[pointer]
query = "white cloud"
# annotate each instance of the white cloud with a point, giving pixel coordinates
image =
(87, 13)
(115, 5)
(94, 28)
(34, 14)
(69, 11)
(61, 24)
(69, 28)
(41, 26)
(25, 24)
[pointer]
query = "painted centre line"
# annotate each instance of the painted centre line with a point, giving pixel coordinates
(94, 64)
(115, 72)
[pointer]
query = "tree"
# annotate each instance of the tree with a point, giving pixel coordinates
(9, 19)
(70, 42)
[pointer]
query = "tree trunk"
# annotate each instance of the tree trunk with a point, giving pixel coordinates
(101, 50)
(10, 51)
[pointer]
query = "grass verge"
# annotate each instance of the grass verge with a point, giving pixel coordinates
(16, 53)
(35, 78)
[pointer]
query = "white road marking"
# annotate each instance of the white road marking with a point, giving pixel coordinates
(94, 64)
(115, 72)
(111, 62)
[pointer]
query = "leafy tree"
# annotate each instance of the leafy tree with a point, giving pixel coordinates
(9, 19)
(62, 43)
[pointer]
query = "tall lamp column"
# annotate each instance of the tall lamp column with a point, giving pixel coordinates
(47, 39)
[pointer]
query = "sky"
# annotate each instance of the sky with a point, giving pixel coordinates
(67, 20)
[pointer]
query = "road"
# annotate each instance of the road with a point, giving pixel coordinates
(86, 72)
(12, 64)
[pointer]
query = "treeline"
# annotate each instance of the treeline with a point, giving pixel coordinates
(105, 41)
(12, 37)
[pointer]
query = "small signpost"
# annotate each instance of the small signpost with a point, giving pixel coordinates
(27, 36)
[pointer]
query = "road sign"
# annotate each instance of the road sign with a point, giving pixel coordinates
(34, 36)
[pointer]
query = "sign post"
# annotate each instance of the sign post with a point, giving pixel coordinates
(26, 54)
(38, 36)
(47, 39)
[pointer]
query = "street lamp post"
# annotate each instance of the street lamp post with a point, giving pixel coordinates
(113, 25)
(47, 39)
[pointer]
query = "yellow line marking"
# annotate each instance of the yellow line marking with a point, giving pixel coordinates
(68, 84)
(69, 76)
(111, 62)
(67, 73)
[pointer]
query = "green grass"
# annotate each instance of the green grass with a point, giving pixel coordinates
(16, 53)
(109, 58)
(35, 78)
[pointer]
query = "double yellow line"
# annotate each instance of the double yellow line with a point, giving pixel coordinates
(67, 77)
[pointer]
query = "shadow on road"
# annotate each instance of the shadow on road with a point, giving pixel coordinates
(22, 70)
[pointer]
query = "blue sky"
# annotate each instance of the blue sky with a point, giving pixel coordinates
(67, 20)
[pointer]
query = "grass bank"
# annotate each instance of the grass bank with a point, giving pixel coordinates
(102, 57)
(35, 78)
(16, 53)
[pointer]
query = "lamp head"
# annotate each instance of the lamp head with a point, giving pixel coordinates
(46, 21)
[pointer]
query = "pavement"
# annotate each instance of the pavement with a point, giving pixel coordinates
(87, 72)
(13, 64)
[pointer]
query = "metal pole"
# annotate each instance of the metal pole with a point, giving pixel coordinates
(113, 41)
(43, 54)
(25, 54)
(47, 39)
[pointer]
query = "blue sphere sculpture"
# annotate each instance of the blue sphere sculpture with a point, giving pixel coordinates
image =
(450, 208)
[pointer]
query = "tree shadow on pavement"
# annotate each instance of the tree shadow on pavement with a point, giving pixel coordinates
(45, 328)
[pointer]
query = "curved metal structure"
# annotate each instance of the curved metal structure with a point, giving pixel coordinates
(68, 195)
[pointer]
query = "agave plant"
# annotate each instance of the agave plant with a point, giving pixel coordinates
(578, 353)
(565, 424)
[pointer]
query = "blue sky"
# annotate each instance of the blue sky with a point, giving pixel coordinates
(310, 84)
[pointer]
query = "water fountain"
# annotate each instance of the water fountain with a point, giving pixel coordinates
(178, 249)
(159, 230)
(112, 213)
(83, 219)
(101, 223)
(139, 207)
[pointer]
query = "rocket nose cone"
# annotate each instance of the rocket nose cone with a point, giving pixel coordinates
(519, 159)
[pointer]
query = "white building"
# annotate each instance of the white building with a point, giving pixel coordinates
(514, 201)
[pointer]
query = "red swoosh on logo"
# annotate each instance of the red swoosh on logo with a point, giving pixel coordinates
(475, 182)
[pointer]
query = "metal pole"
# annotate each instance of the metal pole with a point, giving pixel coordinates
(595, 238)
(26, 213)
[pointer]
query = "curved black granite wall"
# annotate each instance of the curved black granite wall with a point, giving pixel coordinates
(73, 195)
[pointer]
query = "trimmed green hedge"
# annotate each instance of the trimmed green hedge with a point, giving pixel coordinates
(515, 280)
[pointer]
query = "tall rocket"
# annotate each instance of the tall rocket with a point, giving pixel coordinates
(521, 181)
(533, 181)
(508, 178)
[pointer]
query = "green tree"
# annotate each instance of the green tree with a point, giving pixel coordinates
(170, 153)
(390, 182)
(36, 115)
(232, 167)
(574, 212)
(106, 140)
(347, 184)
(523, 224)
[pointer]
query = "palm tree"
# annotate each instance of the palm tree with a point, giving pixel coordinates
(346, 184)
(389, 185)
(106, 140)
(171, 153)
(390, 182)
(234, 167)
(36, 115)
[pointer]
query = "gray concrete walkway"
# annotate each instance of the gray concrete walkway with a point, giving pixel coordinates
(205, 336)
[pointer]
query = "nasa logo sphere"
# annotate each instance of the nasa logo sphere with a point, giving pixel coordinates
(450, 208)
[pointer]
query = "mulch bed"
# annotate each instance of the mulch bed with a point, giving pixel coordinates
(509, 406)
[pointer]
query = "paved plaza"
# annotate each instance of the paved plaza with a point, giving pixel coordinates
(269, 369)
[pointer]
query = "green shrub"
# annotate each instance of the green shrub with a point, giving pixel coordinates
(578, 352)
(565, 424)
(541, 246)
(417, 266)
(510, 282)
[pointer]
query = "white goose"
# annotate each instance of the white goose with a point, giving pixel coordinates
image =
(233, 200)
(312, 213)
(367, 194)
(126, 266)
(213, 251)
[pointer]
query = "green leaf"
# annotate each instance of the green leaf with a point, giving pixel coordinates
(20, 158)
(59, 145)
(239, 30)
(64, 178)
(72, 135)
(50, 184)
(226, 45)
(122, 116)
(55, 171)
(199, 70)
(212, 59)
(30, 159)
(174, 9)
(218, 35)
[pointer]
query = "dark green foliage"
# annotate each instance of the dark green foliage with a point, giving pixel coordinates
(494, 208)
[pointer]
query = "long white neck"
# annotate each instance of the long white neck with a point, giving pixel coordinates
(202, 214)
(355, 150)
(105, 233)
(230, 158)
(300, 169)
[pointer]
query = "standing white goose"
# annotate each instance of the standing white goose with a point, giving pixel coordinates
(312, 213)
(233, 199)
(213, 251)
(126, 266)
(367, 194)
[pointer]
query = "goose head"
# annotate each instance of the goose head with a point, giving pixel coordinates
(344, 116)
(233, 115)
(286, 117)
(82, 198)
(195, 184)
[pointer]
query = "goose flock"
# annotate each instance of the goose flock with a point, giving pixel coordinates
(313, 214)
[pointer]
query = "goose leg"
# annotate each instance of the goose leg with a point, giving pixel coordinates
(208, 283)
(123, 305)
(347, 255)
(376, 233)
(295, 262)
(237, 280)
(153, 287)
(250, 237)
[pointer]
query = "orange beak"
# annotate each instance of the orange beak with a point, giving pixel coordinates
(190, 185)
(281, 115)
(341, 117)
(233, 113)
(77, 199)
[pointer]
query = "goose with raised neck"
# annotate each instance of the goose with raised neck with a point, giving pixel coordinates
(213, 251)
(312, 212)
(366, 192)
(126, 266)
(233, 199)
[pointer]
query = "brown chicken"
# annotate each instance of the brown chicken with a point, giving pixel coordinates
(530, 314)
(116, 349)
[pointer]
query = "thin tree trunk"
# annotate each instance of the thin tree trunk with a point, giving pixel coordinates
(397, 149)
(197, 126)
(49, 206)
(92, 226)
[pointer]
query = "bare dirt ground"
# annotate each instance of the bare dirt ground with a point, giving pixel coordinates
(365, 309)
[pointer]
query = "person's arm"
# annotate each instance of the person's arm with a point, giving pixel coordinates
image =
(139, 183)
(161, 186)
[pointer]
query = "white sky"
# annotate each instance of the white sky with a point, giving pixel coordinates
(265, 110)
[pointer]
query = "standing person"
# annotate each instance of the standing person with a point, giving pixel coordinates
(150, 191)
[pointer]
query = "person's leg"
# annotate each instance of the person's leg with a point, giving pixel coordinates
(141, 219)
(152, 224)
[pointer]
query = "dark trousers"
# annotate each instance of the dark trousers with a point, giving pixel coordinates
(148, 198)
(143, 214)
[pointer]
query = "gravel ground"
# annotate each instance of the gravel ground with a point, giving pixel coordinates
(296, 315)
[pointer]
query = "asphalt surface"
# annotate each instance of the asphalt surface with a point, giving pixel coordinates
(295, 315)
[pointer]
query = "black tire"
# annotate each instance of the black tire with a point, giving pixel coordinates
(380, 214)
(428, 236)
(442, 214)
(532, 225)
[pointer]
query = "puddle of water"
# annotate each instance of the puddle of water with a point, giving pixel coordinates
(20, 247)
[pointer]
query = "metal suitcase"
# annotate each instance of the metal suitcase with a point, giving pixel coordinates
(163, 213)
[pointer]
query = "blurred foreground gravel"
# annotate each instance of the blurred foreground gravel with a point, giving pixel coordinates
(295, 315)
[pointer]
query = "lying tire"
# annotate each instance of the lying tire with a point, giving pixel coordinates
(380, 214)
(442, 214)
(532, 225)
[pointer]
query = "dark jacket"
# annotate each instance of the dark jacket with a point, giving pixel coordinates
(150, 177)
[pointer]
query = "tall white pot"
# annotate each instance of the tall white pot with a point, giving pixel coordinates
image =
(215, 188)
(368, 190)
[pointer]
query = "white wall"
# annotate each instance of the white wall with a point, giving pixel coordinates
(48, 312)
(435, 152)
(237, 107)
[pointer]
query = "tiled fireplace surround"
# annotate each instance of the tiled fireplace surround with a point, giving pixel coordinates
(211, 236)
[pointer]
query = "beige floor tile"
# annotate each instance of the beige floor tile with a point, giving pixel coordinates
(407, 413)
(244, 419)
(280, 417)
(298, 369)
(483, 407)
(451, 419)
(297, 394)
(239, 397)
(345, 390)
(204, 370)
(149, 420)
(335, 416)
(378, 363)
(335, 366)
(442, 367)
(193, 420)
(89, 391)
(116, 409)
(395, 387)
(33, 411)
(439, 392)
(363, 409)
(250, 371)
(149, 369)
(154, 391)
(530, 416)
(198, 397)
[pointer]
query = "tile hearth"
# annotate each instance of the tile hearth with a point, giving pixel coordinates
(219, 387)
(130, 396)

* * * * * * * * *

#### Task description:
All lines above containing the string "cloud" are to be collected.

#### Output of the exercise:
query = "white cloud"
# annotate each instance of the white cloud with a point, giving pixel coordinates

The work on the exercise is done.